TEXT SHOWN>
..............................
- Open Access
Natural history of the ERVWE1 endogenous retroviral locus
Retrovirology volume 2, Article number: 57 (2005)
The human HERV-W multicopy family includes a unique proviral locus, termed ERVWE1, whose full-length envelope ORF was preserved through evolution by the action of a selective pressure. The encoded Env protein (Syncytin) is involved in hominoid placental physiology.
In order to infer the natural history of this domestication process, a comparative genomic analysis of the human 7q21.2 syntenic regions in eutherians was performed. In primates, this region was progressively colonized by LTR-elements, leading to two different evolutionary pathways in Cercopithecidae and Hominidae, a genetic drift versus a domestication, respectively.
The preservation in Hominoids of a genomic structure consisting in the juxtaposition of a retrotransposon-derived MaLR LTR and the ERVWE1 provirus suggests a functional link between both elements.
..............................
LISTED ENTRIES>
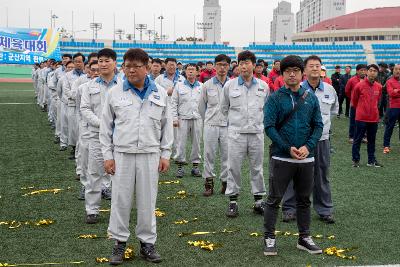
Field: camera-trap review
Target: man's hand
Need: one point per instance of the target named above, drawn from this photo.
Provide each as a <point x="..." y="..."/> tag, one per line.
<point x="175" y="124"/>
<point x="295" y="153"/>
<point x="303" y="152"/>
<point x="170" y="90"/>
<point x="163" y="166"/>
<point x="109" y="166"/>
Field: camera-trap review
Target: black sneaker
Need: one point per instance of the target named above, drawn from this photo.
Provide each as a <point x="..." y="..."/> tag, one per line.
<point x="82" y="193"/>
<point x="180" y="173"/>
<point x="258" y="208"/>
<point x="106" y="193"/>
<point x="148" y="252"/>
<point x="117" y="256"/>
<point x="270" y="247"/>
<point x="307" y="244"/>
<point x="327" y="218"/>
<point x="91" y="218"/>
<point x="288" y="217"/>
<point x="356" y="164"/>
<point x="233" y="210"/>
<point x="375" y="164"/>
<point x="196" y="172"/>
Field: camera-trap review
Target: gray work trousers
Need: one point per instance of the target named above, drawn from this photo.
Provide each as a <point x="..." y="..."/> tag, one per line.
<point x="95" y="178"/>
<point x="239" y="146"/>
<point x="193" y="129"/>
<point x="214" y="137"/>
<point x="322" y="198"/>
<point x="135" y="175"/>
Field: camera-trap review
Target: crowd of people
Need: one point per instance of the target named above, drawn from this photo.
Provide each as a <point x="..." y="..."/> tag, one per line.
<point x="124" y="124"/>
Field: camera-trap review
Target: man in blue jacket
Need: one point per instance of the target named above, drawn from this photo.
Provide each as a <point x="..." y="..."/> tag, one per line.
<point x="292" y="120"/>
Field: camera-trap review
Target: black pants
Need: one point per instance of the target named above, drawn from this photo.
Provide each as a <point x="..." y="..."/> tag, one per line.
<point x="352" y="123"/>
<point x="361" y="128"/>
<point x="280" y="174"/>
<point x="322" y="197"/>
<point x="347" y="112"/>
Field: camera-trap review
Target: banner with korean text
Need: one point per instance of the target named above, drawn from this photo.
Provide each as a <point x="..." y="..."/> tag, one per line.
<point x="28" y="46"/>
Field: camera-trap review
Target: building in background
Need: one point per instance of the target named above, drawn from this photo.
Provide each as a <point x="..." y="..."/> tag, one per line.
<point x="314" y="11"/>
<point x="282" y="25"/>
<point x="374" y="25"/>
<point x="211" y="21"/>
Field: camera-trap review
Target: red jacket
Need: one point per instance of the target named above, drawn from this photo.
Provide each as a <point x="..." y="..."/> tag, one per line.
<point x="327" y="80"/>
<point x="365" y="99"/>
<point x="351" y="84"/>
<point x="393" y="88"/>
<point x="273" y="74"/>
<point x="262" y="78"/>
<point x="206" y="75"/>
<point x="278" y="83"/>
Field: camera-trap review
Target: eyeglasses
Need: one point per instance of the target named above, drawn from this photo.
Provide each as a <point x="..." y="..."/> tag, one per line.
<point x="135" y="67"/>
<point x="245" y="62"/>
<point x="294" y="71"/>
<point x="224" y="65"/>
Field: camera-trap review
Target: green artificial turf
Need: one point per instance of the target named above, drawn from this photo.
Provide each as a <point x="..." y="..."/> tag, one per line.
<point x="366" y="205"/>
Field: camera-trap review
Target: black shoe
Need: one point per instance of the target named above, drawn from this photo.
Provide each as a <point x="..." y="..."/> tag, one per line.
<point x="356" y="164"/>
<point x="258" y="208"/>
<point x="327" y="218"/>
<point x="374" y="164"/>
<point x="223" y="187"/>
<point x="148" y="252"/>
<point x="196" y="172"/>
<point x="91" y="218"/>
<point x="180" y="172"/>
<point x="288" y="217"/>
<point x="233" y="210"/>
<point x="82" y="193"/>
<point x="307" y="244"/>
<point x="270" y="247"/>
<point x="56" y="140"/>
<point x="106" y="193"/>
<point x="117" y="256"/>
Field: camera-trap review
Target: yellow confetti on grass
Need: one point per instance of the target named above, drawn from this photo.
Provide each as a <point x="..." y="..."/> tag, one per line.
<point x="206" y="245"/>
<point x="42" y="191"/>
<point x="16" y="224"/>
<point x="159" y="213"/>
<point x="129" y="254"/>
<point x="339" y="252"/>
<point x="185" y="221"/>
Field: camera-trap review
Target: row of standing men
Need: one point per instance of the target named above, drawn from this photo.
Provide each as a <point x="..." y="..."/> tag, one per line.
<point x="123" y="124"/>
..............................
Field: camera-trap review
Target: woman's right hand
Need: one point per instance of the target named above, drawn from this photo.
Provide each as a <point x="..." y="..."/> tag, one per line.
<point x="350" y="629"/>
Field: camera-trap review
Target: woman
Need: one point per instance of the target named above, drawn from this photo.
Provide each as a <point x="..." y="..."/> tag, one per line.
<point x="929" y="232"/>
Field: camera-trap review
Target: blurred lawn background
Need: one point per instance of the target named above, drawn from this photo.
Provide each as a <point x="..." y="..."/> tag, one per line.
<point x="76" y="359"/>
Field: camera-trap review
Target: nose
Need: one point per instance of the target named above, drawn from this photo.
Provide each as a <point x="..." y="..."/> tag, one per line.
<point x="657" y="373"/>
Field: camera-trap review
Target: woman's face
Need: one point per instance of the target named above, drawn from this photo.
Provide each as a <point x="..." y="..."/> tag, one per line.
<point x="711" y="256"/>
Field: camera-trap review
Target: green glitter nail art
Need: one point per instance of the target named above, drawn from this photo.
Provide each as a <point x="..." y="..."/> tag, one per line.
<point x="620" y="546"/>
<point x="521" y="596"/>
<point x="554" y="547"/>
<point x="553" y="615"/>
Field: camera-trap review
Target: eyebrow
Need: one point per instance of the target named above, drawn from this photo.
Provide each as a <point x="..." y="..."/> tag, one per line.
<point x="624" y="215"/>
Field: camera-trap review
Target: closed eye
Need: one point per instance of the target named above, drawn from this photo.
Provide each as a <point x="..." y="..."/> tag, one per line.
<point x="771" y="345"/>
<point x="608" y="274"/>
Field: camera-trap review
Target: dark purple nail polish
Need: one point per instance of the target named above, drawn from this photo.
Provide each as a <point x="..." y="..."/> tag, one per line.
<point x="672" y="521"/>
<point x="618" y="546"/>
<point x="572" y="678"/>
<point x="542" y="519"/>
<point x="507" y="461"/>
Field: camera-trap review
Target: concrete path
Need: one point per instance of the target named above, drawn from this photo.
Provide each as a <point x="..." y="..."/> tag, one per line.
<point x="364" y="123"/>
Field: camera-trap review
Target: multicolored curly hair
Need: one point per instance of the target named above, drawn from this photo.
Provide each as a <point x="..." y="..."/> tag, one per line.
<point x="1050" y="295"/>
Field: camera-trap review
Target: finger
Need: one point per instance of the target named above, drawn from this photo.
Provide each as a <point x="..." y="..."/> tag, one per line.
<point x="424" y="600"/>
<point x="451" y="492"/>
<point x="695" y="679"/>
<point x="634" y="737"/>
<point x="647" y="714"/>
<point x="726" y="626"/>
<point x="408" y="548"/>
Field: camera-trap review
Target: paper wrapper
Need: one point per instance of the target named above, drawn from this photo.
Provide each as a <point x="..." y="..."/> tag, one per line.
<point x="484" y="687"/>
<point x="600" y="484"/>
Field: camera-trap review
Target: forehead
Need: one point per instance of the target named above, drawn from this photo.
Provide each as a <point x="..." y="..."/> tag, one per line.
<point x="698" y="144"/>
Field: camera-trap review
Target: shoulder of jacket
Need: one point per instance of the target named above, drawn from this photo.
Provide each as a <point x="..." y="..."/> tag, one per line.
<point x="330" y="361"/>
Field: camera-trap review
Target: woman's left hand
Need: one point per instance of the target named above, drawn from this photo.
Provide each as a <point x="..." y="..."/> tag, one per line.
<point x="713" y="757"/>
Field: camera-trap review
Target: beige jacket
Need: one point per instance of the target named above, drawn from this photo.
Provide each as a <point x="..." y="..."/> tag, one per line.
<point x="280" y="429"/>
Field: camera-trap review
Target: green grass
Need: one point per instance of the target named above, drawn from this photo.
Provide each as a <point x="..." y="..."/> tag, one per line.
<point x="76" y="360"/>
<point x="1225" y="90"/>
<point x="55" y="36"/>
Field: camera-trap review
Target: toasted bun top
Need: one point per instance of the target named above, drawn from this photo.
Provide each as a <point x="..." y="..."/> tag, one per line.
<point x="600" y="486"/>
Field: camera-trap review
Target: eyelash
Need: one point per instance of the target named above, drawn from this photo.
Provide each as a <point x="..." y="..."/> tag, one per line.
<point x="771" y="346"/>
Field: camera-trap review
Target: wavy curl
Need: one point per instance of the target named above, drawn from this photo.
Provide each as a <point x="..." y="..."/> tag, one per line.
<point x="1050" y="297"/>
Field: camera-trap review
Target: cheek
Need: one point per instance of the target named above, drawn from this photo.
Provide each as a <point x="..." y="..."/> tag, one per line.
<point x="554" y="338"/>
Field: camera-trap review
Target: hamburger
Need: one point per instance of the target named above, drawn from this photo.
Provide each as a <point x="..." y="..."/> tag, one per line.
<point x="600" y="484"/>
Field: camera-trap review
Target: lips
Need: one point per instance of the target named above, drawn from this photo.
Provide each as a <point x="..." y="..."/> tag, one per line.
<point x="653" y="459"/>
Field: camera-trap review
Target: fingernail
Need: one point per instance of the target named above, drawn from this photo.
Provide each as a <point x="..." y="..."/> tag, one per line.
..............................
EXERCISE>
In one to three sentences, explain what the text on the ERVWE1 locus says suggests a functional link between the MaLR LTR and the ERVWE1 provirus.

WRITTEN ANSWER>
In Hominoids, the MaLR LTR and the ERVWE1 provirus sit side by side. This arrangement has been preserved, and that preservation suggests the two elements are functionally linked.